Most teams bolt security on after the fact. Here's why that's backwards when it comes to LLM infrastructure — and what a purpose-built security layer actually looks like.
Most engineering teams building with LLMs think about security the same way they think about documentation — something to deal with later, once the core system is working. That instinct makes sense for traditional software. It's the wrong call for AI infrastructure.
The exposure surface is different
When you connect an LLM to your tooling — your codebase, your internal APIs, your data stores — the model becomes a surface area for every kind of credential and sensitive data that flows through your developer environment. Prompts carry context. Context carries secrets.
A developer running Claude Code with access to a codebase doesn't just expose their own credentials. They expose every credential that exists in that codebase — .env files, CI configs, hardcoded tokens, connection strings read into context by a tool call. The model never stores them, but they transit through the API call. If that API call is logged, cached, or intercepted, the exposure is real.
Redaction at the gateway
The right answer isn't to restrict what developers can do with AI tools — that just kills productivity. The right answer is to redact before the call leaves the network.
A gateway that sits between the developer and the LLM provider — intercepting every outbound call, running it through a filter suite, and stripping or masking sensitive patterns before transmission — solves this without touching the developer workflow at all. The tool works the same way. The model gets the context it needs. The credentials never leave.
This is what PurfectShield does. It runs locally, proxies every LLM call, and applies a configurable filter stack: AWS credentials, GitHub tokens, API keys, JWTs, domain-specific PII, tool exfiltration attempts. The developer sees no difference. The security posture changes completely.

__WORK REQUEST 1__. Name every item in the filter stack that the LLM security article says PurfectShield applies.
__WORK REQUEST 2__. Print the stretch of the LLM security article from "A gateway that" through "credentials never leave.".
You won't need the records for this.

Saved entries

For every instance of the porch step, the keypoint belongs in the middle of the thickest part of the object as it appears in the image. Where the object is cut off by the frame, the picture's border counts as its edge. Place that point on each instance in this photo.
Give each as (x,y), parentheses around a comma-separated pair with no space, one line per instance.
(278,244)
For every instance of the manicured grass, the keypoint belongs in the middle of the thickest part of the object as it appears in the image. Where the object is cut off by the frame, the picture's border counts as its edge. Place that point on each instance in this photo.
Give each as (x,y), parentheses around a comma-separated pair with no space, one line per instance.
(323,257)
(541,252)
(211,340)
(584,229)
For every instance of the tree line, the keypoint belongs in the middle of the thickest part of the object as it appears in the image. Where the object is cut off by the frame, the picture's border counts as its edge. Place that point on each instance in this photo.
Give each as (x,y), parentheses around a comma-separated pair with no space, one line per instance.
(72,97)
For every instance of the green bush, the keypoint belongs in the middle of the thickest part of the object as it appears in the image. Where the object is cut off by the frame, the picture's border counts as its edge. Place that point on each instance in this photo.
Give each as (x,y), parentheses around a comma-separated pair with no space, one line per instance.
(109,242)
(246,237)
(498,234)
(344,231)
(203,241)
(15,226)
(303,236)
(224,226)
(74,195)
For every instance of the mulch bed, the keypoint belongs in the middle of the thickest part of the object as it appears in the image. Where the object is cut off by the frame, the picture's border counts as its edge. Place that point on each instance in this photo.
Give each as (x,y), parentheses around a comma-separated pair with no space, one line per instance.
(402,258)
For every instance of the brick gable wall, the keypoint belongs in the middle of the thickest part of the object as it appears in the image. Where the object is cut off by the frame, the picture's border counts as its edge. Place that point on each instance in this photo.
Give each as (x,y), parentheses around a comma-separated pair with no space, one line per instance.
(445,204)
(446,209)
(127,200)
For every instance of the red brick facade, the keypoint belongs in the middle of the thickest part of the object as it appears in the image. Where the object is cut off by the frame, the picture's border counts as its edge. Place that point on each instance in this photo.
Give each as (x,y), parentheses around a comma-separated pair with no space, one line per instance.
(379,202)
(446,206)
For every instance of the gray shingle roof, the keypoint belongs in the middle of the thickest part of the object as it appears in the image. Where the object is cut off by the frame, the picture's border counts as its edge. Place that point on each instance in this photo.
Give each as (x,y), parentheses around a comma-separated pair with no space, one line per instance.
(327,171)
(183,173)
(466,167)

__WRITTEN SOLUTION 1__. AWS credentials, GitHub tokens, API keys, JWTs, domain-specific PII, tool exfiltration attempts

__WRITTEN SOLUTION 2__.
A gateway that sits between the developer and the LLM provider — intercepting every outbound call, running it through a filter suite, and stripping or masking sensitive patterns before transmission — solves this without touching the developer workflow at all. The tool works the same way. The model gets the context it needs. The credentials never leave.